▶ La consigne
Recopiez sans rien changer le passage de l'entretien avec Dominique Reymond, depuis "Qu’est-ce qui vous" jusqu'à "dans ma vie." inclus.

Qu’est-ce qui vous a menée à ce rôle dans La Cache ?
Dominique Reymond : Il y a trois ans, Lionel Baier m’a proposé de jouer Michel Foucault [dans la pièce Foucault en Californie, ndlr] alors que je voulais faire une pause avec le théâtre. J’ai trouvé cette proposition amusante et incongrue, car je n’avais jamais joué d’homme ni de philosophe. Ce fut un spectacle très joyeux, à Lausanne, au Théâtre Vidy, et l’on avait de grandes conversations le soir, avec Lionel. Je parlais de mon rapport au cinéma en disant que j’aurais eu envie d’en faire plus à l’époque où j’étais « jeune et belle ». Parce qu’on a dans la tête ce cliché selon lequel c’est bien d’être jeune et beau pour le cinéma. Mais je n’en ai pas fait énormément, car le théâtre a pris beaucoup de place dans ma vie.

▶ Données de départ
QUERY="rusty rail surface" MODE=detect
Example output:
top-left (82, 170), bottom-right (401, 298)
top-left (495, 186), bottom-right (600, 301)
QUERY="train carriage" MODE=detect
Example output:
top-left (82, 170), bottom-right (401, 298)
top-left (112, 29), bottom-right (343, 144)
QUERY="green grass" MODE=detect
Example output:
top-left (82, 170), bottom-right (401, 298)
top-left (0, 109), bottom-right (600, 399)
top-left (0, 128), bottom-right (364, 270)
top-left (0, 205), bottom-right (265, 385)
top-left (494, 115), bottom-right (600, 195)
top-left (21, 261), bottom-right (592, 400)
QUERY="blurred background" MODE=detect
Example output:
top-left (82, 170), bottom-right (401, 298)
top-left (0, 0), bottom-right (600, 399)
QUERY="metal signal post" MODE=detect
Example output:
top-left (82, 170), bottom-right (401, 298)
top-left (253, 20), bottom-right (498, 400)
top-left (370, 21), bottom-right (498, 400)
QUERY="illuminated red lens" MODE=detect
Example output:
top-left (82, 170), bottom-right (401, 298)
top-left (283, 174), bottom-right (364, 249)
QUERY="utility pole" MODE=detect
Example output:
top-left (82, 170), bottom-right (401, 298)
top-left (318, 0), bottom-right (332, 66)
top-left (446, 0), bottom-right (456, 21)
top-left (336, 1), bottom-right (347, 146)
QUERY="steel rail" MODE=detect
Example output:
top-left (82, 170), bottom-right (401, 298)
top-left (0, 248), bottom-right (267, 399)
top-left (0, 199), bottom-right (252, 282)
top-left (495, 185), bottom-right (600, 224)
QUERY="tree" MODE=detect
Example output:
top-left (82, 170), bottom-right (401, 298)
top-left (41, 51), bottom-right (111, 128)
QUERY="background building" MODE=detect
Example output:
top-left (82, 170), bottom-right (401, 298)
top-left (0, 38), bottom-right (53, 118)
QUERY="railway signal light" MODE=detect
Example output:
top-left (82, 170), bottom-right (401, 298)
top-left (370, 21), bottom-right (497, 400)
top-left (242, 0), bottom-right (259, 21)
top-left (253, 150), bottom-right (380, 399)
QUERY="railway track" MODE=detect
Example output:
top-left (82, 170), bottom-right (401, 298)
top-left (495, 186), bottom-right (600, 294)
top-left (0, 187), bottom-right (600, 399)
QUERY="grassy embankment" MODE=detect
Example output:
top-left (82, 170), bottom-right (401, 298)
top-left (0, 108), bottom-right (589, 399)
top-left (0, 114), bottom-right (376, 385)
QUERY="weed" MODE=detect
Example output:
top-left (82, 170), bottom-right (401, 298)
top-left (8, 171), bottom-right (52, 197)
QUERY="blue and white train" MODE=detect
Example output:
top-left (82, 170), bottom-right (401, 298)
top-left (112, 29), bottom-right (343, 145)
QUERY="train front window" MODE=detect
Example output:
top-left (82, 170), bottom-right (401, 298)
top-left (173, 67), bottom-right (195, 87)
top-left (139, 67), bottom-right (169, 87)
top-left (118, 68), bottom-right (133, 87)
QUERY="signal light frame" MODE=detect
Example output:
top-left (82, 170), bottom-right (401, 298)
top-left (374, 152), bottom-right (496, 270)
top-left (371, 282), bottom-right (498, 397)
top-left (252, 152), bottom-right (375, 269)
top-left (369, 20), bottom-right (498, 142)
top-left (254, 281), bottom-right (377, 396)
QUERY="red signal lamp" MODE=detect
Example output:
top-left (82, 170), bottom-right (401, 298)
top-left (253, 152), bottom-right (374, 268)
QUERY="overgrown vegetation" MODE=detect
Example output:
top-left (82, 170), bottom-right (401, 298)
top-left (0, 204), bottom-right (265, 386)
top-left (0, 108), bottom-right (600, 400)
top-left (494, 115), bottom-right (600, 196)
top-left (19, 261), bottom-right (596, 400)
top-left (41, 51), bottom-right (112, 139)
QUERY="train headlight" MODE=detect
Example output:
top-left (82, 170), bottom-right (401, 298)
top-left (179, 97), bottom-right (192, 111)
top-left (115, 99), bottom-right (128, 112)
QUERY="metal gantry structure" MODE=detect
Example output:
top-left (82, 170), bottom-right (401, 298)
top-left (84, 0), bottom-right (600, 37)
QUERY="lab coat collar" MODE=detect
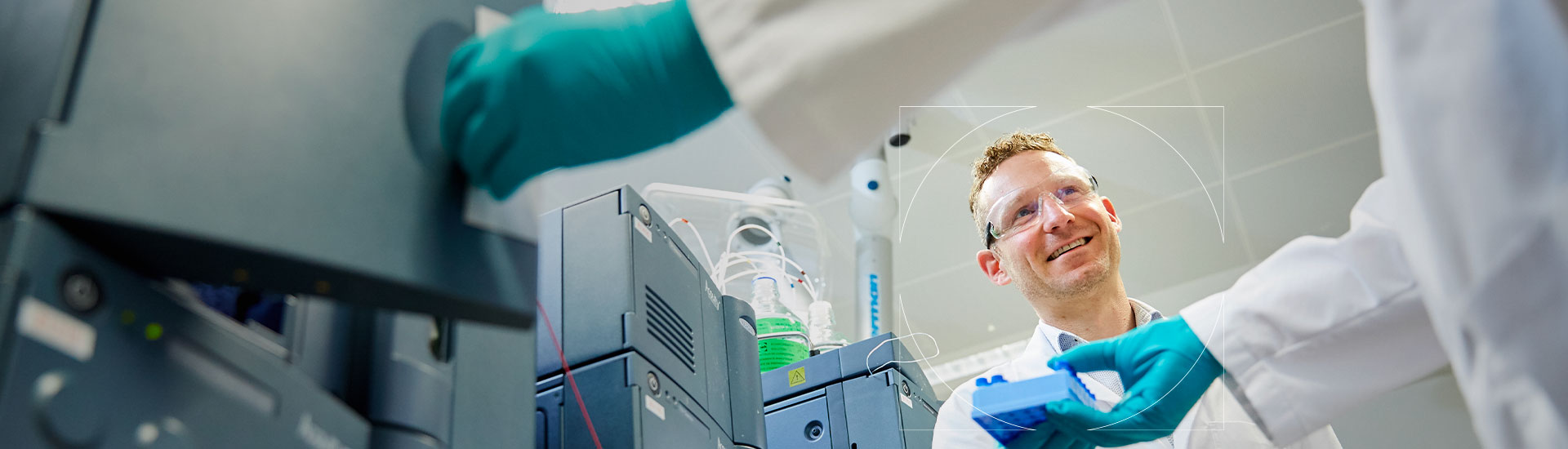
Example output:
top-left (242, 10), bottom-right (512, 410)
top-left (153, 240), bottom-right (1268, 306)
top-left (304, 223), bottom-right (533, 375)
top-left (1024, 298), bottom-right (1165, 359)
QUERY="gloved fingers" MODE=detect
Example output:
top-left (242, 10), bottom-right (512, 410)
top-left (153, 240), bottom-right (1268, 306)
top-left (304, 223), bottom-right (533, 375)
top-left (1049, 339), bottom-right (1120, 372)
top-left (458, 107), bottom-right (518, 196)
top-left (441, 69), bottom-right (486, 163)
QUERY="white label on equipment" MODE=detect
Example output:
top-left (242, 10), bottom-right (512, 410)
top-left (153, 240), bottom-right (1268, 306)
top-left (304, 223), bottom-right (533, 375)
top-left (632, 218), bottom-right (654, 243)
top-left (16, 296), bottom-right (97, 362)
top-left (643, 394), bottom-right (665, 419)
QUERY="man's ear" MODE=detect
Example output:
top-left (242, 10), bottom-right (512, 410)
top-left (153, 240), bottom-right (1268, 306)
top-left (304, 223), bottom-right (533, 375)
top-left (975, 250), bottom-right (1013, 286)
top-left (1099, 196), bottom-right (1121, 233)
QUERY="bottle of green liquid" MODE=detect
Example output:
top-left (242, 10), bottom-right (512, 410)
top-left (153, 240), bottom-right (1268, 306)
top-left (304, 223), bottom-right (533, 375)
top-left (751, 276), bottom-right (811, 372)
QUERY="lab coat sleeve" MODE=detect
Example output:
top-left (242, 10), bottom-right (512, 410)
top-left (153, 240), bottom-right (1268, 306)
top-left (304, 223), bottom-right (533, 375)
top-left (1181, 180), bottom-right (1447, 446)
top-left (687, 0), bottom-right (1108, 179)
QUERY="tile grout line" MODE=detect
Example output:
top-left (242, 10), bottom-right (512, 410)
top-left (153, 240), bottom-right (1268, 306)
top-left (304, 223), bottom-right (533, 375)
top-left (1192, 11), bottom-right (1365, 73)
top-left (1123, 131), bottom-right (1377, 215)
top-left (1160, 0), bottom-right (1258, 262)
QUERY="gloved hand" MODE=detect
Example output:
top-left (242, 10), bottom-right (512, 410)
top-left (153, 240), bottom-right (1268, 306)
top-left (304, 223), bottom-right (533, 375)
top-left (1046, 317), bottom-right (1225, 447)
top-left (441, 0), bottom-right (733, 198)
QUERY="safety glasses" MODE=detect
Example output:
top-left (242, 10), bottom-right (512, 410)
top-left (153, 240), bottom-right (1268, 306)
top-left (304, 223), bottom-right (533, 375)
top-left (985, 165), bottom-right (1099, 248)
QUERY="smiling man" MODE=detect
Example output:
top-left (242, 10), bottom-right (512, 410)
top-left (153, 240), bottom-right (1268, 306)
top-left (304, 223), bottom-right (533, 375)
top-left (933, 132), bottom-right (1339, 449)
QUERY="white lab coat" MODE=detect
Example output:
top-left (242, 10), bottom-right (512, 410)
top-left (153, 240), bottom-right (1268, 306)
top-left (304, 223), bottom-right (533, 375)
top-left (688, 0), bottom-right (1568, 447)
top-left (931, 300), bottom-right (1341, 449)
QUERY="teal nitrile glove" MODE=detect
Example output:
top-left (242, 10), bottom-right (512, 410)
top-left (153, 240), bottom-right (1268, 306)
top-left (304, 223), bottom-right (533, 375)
top-left (1046, 317), bottom-right (1225, 447)
top-left (441, 0), bottom-right (733, 198)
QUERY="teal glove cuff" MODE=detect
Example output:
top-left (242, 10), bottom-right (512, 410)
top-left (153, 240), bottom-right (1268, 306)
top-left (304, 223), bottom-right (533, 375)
top-left (1046, 317), bottom-right (1225, 447)
top-left (441, 0), bottom-right (733, 198)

▶ Résultat obtenu
Qu’est-ce qui vous a menée à ce rôle dans La Cache ?
Dominique Reymond : Il y a trois ans, Lionel Baier m’a proposé de jouer Michel Foucault [dans la pièce Foucault en Californie, ndlr] alors que je voulais faire une pause avec le théâtre. J’ai trouvé cette proposition amusante et incongrue, car je n’avais jamais joué d’homme ni de philosophe. Ce fut un spectacle très joyeux, à Lausanne, au Théâtre Vidy, et l’on avait de grandes conversations le soir, avec Lionel. Je parlais de mon rapport au cinéma en disant que j’aurais eu envie d’en faire plus à l’époque où j’étais « jeune et belle ». Parce qu’on a dans la tête ce cliché selon lequel c’est bien d’être jeune et beau pour le cinéma. Mais je n’en ai pas fait énormément, car le théâtre a pris beaucoup de place dans ma vie.